What the task requires ::
In the records, from the line with "hand gripping cloth." up to and including the line with "[0,0,389,277]", swap "sky" for "clouds" and give those lines again with nothing else changed.

Exercise data ::
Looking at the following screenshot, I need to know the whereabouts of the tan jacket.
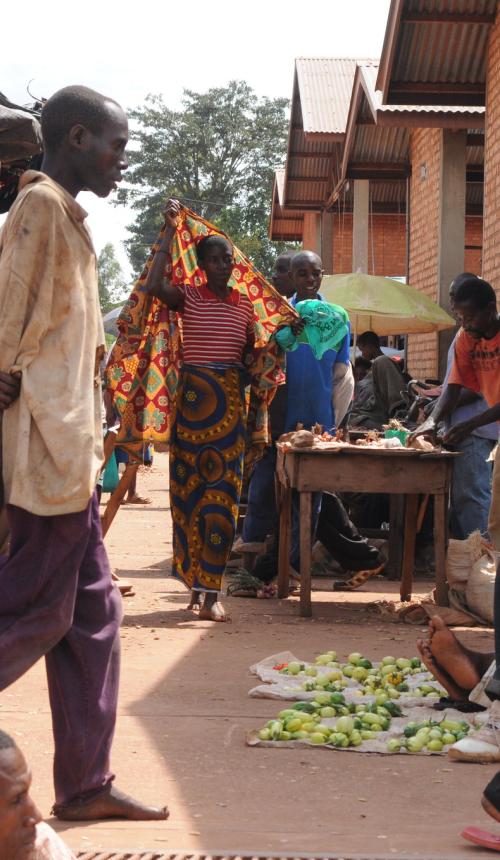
[0,171,105,516]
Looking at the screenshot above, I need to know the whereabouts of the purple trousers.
[0,494,122,804]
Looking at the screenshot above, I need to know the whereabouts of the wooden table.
[276,444,460,617]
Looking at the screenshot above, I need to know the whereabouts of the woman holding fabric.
[146,200,255,621]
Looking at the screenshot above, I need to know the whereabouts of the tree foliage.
[97,242,127,314]
[118,81,288,273]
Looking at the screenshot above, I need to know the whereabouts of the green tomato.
[429,728,443,741]
[278,731,292,741]
[285,717,302,732]
[406,735,425,753]
[335,717,354,735]
[309,732,326,744]
[288,661,302,675]
[314,692,332,707]
[320,707,337,717]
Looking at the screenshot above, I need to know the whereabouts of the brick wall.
[333,213,406,275]
[483,9,500,295]
[464,215,483,275]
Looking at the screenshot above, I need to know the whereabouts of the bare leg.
[198,591,231,621]
[429,615,495,692]
[52,785,169,821]
[417,639,470,702]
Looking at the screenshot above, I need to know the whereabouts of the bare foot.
[481,794,500,823]
[417,639,468,702]
[52,785,169,821]
[429,615,481,692]
[188,591,201,612]
[198,601,231,621]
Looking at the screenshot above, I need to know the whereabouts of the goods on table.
[278,420,441,454]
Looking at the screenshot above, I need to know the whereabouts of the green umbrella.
[321,272,456,337]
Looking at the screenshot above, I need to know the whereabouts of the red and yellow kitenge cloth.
[106,207,296,467]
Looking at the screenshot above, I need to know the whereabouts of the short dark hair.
[358,331,380,347]
[196,233,233,263]
[0,729,17,750]
[450,272,497,309]
[354,355,372,370]
[41,86,120,152]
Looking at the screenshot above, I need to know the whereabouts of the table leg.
[386,493,405,580]
[278,484,292,598]
[300,493,312,618]
[434,493,449,606]
[400,493,419,600]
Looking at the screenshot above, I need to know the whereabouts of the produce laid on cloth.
[247,651,484,755]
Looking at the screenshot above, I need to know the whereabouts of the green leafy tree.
[118,81,288,273]
[97,242,127,314]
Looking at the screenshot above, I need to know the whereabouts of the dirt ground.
[0,454,496,858]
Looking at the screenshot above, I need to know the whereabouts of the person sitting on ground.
[349,331,405,430]
[414,273,500,762]
[0,729,76,860]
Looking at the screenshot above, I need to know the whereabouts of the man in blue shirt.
[243,251,354,569]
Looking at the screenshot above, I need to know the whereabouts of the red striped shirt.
[182,286,254,364]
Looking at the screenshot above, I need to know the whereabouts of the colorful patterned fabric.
[170,364,245,591]
[106,208,296,465]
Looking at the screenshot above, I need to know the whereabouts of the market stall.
[276,435,459,617]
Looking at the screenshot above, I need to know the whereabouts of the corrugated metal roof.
[378,0,497,105]
[295,57,376,134]
[360,63,485,116]
[269,169,304,242]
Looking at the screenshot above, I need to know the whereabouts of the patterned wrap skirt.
[170,364,245,592]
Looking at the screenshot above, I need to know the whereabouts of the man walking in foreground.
[0,87,168,820]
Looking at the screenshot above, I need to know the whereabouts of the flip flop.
[460,827,500,851]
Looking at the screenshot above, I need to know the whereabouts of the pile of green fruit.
[258,691,401,747]
[387,718,470,753]
[278,651,441,704]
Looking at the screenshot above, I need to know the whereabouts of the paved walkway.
[0,455,496,858]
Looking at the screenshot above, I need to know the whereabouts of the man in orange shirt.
[418,273,500,762]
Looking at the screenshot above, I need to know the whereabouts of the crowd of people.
[0,82,500,860]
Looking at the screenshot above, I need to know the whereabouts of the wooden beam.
[467,132,484,146]
[402,12,495,24]
[346,161,411,179]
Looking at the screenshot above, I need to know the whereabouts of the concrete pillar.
[352,179,370,272]
[302,212,321,255]
[438,129,467,377]
[321,212,333,275]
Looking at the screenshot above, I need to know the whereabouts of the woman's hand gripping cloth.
[275,299,349,360]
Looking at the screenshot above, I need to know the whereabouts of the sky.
[0,0,389,277]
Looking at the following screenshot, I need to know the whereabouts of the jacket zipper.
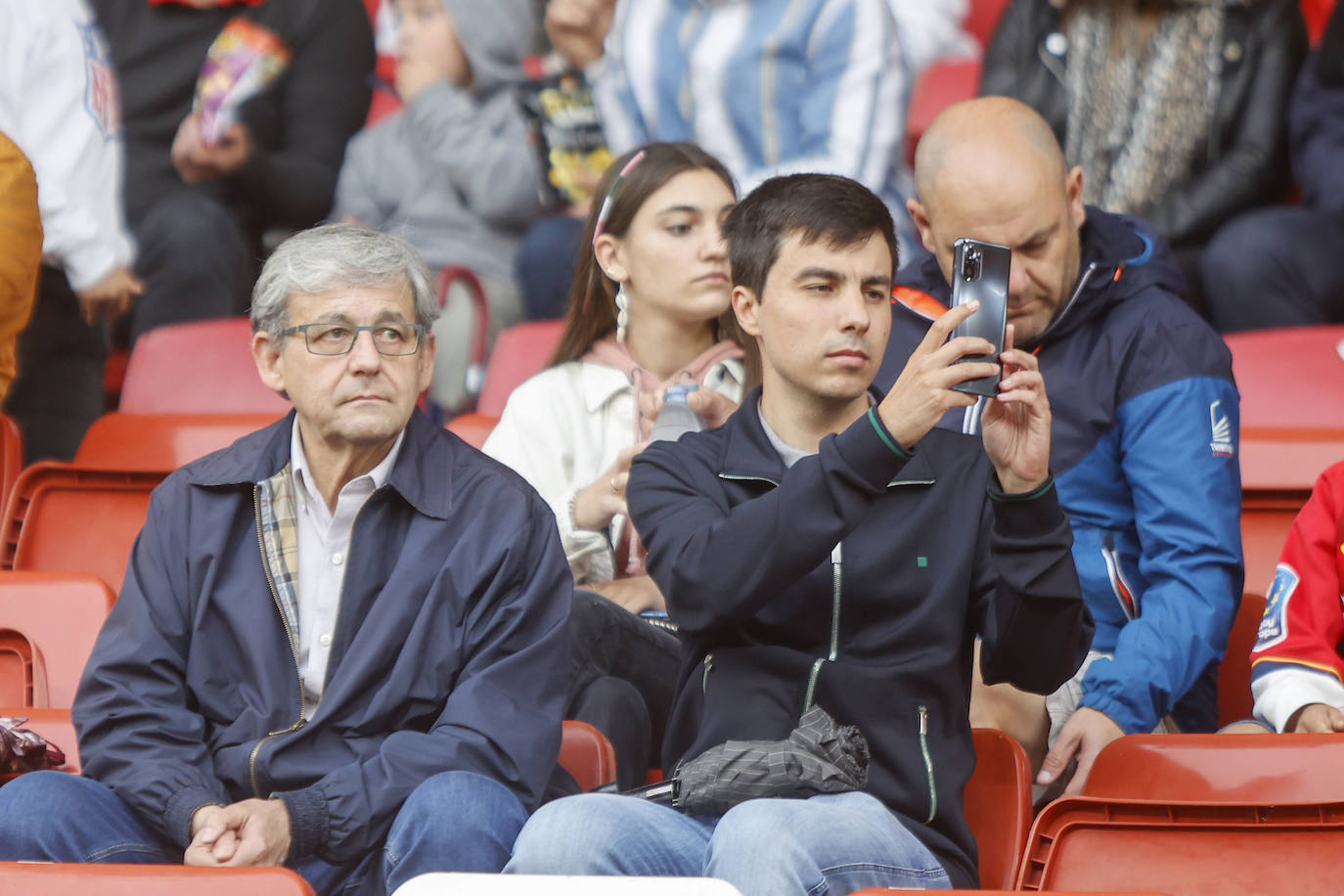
[802,541,844,712]
[247,486,308,799]
[919,704,938,825]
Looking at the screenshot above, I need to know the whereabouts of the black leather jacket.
[980,0,1308,248]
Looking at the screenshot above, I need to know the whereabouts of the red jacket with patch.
[1251,464,1344,731]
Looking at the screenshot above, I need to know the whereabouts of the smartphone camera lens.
[961,248,982,284]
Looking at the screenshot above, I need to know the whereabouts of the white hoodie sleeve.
[0,0,134,291]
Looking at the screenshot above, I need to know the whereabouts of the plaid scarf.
[1063,0,1244,215]
[256,464,298,645]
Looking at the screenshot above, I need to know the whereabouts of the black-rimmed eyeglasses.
[280,323,425,355]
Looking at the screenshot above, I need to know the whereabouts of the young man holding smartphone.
[877,97,1243,792]
[507,175,1092,896]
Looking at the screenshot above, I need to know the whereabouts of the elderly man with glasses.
[0,224,572,893]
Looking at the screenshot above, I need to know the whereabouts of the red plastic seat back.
[1242,486,1312,602]
[1083,734,1344,803]
[0,572,114,709]
[448,414,500,449]
[560,719,615,791]
[1017,795,1344,896]
[0,461,164,593]
[0,414,22,508]
[1301,0,1334,47]
[475,321,564,417]
[1218,593,1269,725]
[0,863,315,896]
[966,728,1031,889]
[75,411,278,471]
[119,317,291,419]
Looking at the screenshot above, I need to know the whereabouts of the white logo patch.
[1255,562,1301,650]
[1208,399,1236,457]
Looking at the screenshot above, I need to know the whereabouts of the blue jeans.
[0,771,527,895]
[504,792,952,896]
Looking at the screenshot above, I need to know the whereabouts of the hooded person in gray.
[332,0,543,408]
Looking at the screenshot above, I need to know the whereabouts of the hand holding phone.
[952,238,1012,398]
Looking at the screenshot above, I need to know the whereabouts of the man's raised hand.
[877,302,999,449]
[980,324,1050,494]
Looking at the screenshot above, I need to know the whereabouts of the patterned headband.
[593,149,646,246]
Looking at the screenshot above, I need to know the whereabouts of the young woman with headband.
[485,144,747,788]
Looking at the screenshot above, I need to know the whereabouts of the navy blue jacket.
[629,389,1092,886]
[74,413,572,864]
[1287,48,1344,223]
[877,206,1243,734]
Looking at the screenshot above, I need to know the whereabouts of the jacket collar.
[715,385,935,488]
[186,410,461,518]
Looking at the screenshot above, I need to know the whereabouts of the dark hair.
[723,175,896,301]
[551,143,748,366]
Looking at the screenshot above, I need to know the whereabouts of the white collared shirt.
[289,419,406,719]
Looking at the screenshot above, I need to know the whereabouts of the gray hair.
[251,224,441,341]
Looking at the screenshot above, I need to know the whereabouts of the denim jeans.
[0,771,527,895]
[504,792,950,896]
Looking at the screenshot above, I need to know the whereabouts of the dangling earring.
[615,287,630,342]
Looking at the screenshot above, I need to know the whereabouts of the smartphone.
[952,238,1012,398]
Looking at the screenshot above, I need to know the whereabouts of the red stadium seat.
[1218,591,1269,731]
[0,571,114,709]
[75,411,278,471]
[448,414,500,449]
[1301,0,1334,47]
[1242,486,1312,609]
[0,461,164,591]
[906,59,980,165]
[0,863,315,896]
[0,414,22,518]
[1225,325,1344,491]
[560,719,615,791]
[475,321,564,417]
[965,728,1031,888]
[1017,795,1344,896]
[119,317,291,419]
[1083,734,1344,805]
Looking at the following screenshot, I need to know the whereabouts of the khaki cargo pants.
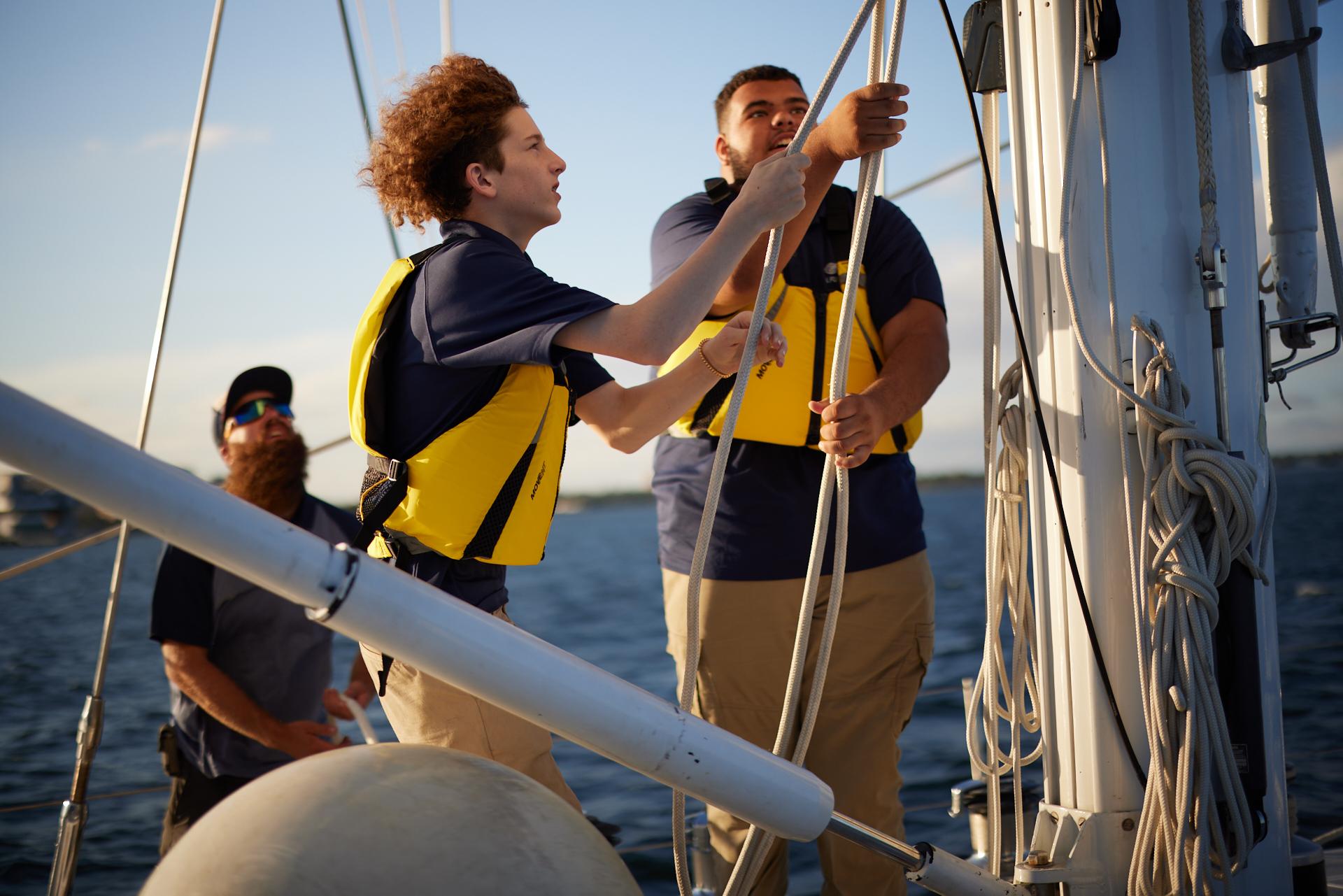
[662,552,933,896]
[359,607,583,811]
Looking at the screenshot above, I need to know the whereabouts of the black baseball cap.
[211,367,294,446]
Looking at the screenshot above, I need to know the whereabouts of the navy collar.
[438,219,527,258]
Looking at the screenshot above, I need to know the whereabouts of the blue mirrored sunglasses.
[228,397,294,426]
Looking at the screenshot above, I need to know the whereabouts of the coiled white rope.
[1060,1,1273,896]
[672,0,877,896]
[965,360,1045,874]
[1128,320,1261,896]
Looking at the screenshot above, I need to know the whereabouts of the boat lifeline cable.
[672,0,877,896]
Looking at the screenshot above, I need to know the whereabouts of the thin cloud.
[136,125,270,152]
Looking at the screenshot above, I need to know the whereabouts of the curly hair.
[359,54,527,232]
[713,66,802,130]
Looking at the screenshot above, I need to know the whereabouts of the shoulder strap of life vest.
[353,243,443,697]
[807,185,909,451]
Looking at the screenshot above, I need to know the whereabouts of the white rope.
[387,0,406,83]
[1128,318,1254,896]
[672,0,877,896]
[965,80,1045,876]
[355,0,383,98]
[1060,0,1273,896]
[965,360,1045,876]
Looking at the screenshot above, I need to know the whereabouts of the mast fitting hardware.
[1194,243,1226,311]
[304,541,359,625]
[1264,312,1343,387]
[1222,0,1324,71]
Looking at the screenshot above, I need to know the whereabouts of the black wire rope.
[937,0,1147,790]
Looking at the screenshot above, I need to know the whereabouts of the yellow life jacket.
[349,247,572,566]
[658,188,923,454]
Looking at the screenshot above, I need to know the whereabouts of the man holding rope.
[653,66,948,896]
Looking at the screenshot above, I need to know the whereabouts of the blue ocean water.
[0,462,1343,896]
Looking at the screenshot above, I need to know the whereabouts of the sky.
[0,0,1343,504]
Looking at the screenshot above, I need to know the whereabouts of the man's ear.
[466,161,498,199]
[713,134,730,165]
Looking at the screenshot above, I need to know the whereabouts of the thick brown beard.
[728,146,755,187]
[223,432,308,520]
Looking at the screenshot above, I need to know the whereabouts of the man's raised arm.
[709,83,909,315]
[555,153,809,364]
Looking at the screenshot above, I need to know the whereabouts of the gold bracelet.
[699,336,732,381]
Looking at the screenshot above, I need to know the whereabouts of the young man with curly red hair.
[352,55,807,807]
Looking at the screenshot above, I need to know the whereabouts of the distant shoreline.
[555,450,1343,513]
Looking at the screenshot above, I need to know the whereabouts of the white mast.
[1003,0,1291,893]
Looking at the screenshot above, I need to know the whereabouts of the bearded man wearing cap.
[149,367,374,854]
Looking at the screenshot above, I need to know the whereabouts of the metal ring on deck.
[304,541,359,623]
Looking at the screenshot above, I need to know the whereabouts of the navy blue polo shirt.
[378,220,613,611]
[653,194,943,582]
[149,495,359,778]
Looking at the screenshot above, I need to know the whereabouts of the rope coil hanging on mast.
[1060,0,1273,896]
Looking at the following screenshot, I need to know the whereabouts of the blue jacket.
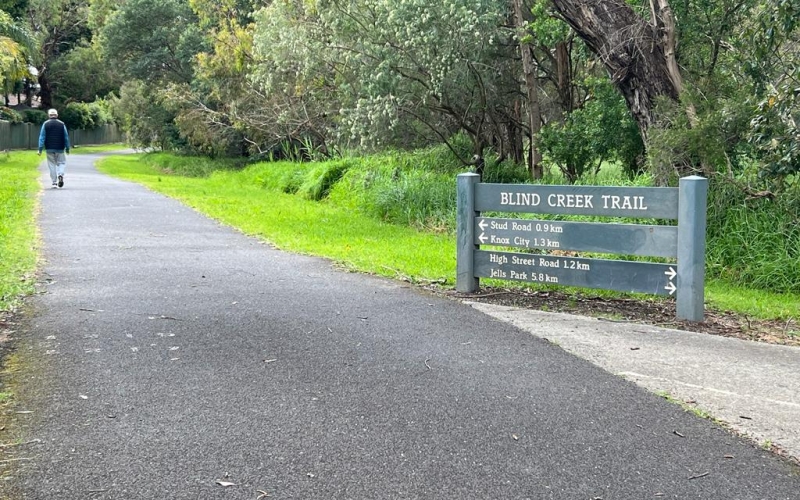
[39,118,69,153]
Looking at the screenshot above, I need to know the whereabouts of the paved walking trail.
[0,155,800,500]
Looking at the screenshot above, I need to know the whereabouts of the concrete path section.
[471,302,800,458]
[0,155,800,500]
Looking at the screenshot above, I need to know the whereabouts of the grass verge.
[99,155,800,320]
[98,155,456,283]
[0,151,41,311]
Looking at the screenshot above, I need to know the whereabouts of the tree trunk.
[38,69,53,109]
[553,0,682,140]
[514,0,544,179]
[555,42,575,116]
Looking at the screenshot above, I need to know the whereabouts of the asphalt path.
[0,155,800,500]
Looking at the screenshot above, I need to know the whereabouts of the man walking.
[39,109,69,189]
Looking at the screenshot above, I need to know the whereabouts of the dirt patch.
[438,287,800,346]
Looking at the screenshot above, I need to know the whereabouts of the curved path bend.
[0,155,800,500]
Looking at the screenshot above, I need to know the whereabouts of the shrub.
[0,106,22,123]
[22,109,47,125]
[59,102,95,130]
[297,160,350,201]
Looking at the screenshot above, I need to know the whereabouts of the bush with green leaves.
[297,159,350,201]
[539,79,644,183]
[59,102,113,130]
[22,109,47,125]
[0,106,22,123]
[706,177,800,293]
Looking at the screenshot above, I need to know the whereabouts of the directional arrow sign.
[475,250,677,295]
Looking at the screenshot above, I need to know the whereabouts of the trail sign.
[456,174,708,321]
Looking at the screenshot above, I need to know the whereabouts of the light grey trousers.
[47,153,67,184]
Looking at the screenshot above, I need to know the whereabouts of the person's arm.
[39,123,44,154]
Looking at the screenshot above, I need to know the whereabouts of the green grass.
[0,151,41,311]
[706,280,800,320]
[90,155,800,319]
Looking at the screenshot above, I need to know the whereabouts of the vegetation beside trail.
[99,148,800,319]
[0,152,41,312]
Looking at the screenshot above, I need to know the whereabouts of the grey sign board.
[475,250,678,295]
[474,217,678,258]
[475,184,678,219]
[456,174,708,321]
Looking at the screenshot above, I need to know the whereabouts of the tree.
[553,0,683,140]
[0,10,37,97]
[100,0,203,84]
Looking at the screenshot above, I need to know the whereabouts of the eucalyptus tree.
[253,0,521,162]
[27,0,91,108]
[99,0,203,84]
[0,10,38,93]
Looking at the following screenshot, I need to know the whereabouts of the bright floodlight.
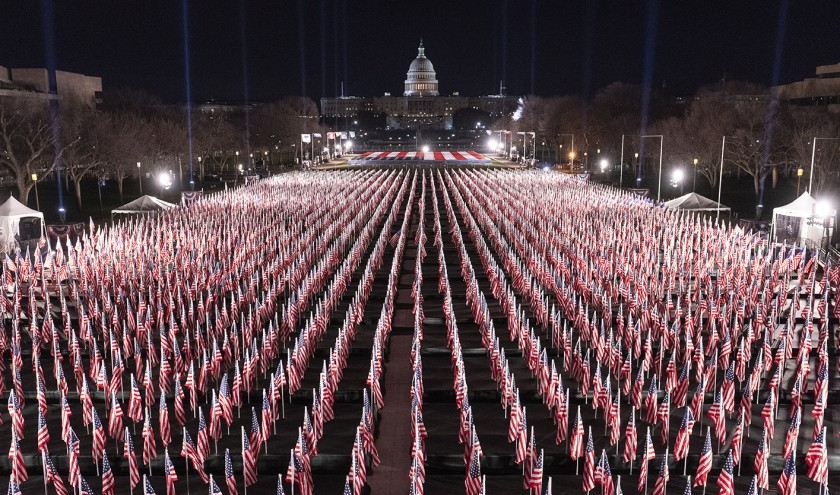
[158,172,172,189]
[814,199,834,218]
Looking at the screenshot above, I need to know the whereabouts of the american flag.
[79,475,93,495]
[464,455,481,495]
[158,390,172,447]
[38,409,50,452]
[721,361,735,413]
[164,450,178,495]
[778,452,796,495]
[225,449,239,495]
[753,428,770,490]
[717,449,735,495]
[143,409,157,466]
[195,407,210,462]
[805,429,828,485]
[653,449,670,495]
[583,427,595,492]
[706,390,726,442]
[102,455,114,495]
[123,426,140,489]
[41,451,68,495]
[782,408,802,459]
[242,426,257,487]
[639,426,656,491]
[569,406,584,460]
[600,451,617,495]
[761,394,776,440]
[622,407,639,463]
[674,407,694,461]
[210,474,222,495]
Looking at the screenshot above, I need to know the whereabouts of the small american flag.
[717,449,735,495]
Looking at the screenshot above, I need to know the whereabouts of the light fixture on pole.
[691,158,700,192]
[671,168,685,196]
[808,137,840,195]
[32,174,41,210]
[796,167,805,198]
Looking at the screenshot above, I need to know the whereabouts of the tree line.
[506,82,840,203]
[0,89,322,208]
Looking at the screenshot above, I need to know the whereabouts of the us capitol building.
[321,40,519,130]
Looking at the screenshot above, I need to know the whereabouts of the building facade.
[321,40,519,130]
[773,63,840,112]
[0,66,102,107]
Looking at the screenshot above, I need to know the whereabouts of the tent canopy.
[773,191,823,244]
[111,194,176,215]
[665,193,729,211]
[0,196,44,252]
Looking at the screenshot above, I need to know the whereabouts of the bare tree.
[0,98,79,203]
[783,107,840,195]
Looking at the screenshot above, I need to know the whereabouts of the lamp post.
[32,174,41,210]
[796,167,805,198]
[558,133,575,166]
[637,134,665,201]
[808,137,840,196]
[808,200,837,262]
[715,136,726,220]
[633,151,642,187]
[671,168,685,196]
[691,158,700,192]
[618,134,624,189]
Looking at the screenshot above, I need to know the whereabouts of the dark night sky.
[0,0,840,102]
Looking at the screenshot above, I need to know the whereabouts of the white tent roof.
[0,196,44,220]
[665,193,729,211]
[773,191,817,217]
[111,194,177,215]
[0,196,44,253]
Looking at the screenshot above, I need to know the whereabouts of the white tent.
[111,194,177,216]
[665,193,729,211]
[0,196,44,252]
[771,191,823,245]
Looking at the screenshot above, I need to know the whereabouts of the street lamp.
[601,158,610,173]
[32,174,41,210]
[158,172,172,197]
[633,151,642,187]
[796,167,805,198]
[636,134,665,201]
[808,199,837,261]
[691,158,700,192]
[671,168,685,196]
[808,137,840,194]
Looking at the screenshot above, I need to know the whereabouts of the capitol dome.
[403,40,439,96]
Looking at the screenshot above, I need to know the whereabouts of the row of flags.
[0,164,838,494]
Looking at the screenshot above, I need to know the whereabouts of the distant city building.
[321,40,519,129]
[773,63,840,112]
[0,66,102,107]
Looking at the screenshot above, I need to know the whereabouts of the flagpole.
[41,450,47,495]
[241,426,248,495]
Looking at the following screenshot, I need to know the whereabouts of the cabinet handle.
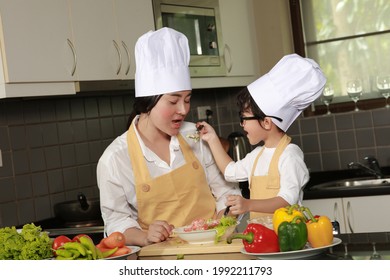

Result of this exercise ::
Looking at the screenshot above, I need to know the whereabouts of the woman's hand gripping cloth.
[275,299,349,360]
Looking at the screenshot above, I need to know the whereabouts of the clouds.
[0,0,389,277]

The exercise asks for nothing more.